• Action item A:
Answer these questions from the article about the social media monitoring system:
(i) In which three languages does the system work?
(ii) Who was the project coordinator?
(iii) Which program sponsored Project Slándáil?
• Action item B:
Reproduce the stretch of the article about the social media monitoring system from "The Slándáil Emergency Management System was" through "or witnessing developments.", word for word.

Social media monitoring system will help emergency services respond to disasters
Posted on: 26 April 2017
Researchers from Trinity College Dublin have led the development of a prototype social media monitoring system that aids police, fire and ambulance services and disaster response agencies when they are forced to respond speedily to disasters. It can utilise content from the likes of Facebook, Twitter, Instagram and Flickr.
The Slándáil Emergency Management System integrates social media input (text, image and video) into disaster management control room software. The integrated system incorporates advances in text and image analytics and machine learning; it is thus able to recognise social media-specific terminology and use imagery to inform the all-important response decisions. Disasters often cross borders, and so the system has been deployed with research from linguists and translators, and works in three languages – English, German and Italian.
The Slándáil Emergency Management System was developed by a collaborative group led by researchers from the School of Computer Science and Statistics in Trinity. It is the fruit of the three-year ‘Project Slándáil’ (security system for language and image analysis), which was sponsored by the European Union's Framework Programme 7 under its Security Research strand. It can quickly and effectively collate information about the location, severity and evolution of a disaster/emergency situation from the social media activity of people who are either involved or witnessing developments.
Professor of Computer Science at Trinity, Khurshid Ahmad, was the project coordinator. He said: “Warnings about major disasters – both natural and man-made — and the subsequent efforts to recover from them involve the use of textual, visual and audio information. The Internet, embraced by the public on a global scale, enables rapid dissemination of all three information types via social media. However, such rapid 'viral spread' also has its disadvantages and it is equally important to protect privacy as well as security.”
“The excellent work carried out by national disaster and emergency management experts and operatives relies on teams of people examining and synthesising information from vast numbers of documents on very short, sometimes evolving, time scales. Yet monitoring the sheer volume of information propagated via social media exceeds the limits of any possible unaided human professional.”
“With that in mind, we are delighted with the success of Project Slándáil. We have produced a prototype solution that allows these teams to drown out the unhelpful noise and instead systematically capture useful information spread via social media to assist disaster management as efficiently as possible. Whether they are responding to a flash flood or a dangerous man-made disturbance, the rapid provision of critical information from ‘eyes on the ground’ should help save lives.”

• Information shown:
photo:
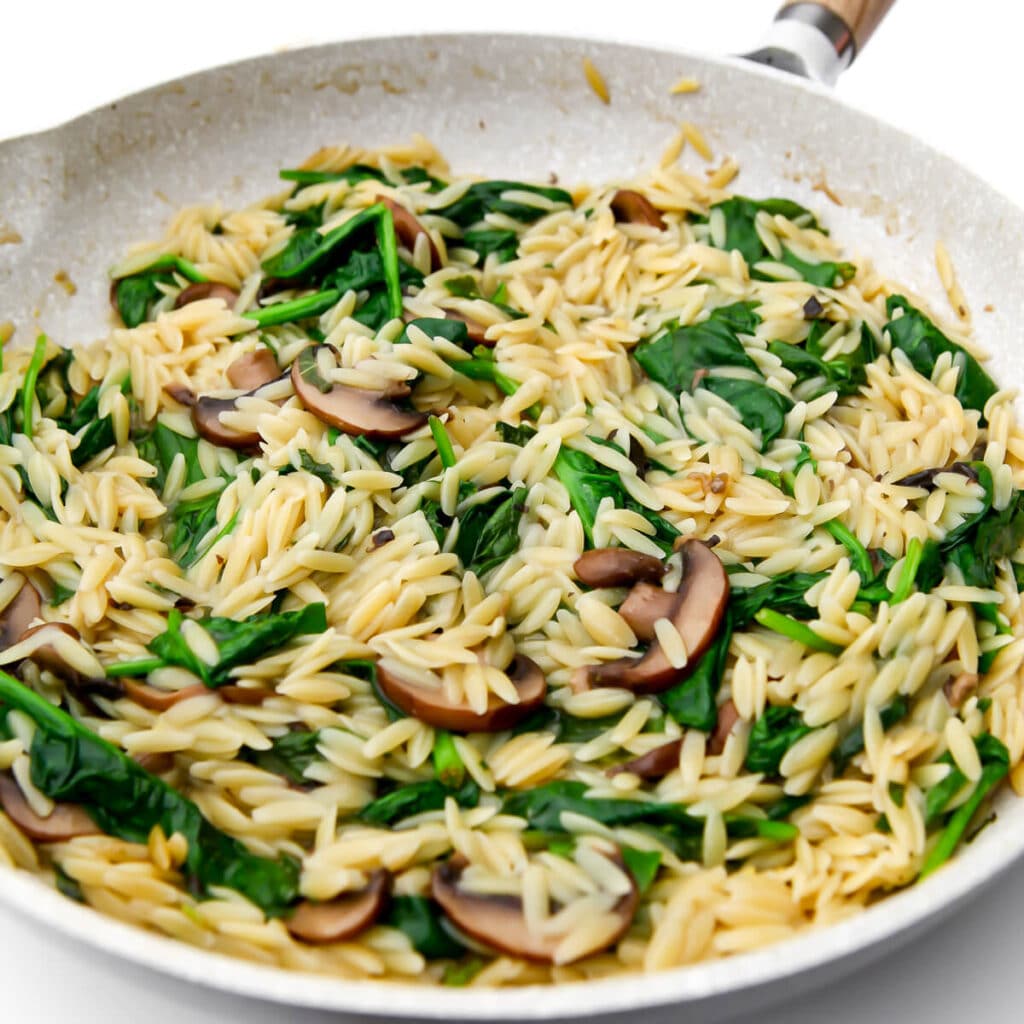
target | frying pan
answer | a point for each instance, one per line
(515, 107)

• Written reply A:
(i) English, German and Italian
(ii) Khurshid Ahmad, Professor of Computer Science at Trinity
(iii) The European Union's Framework Programme 7, under its Security Research strand

• Written reply B:
The Slándáil Emergency Management System was developed by a collaborative group led by researchers from the School of Computer Science and Statistics in Trinity. It is the fruit of the three-year ‘Project Slándáil’ (security system for language and image analysis), which was sponsored by the European Union's Framework Programme 7 under its Security Research strand. It can quickly and effectively collate information about the location, severity and evolution of a disaster/emergency situation from the social media activity of people who are either involved or witnessing developments.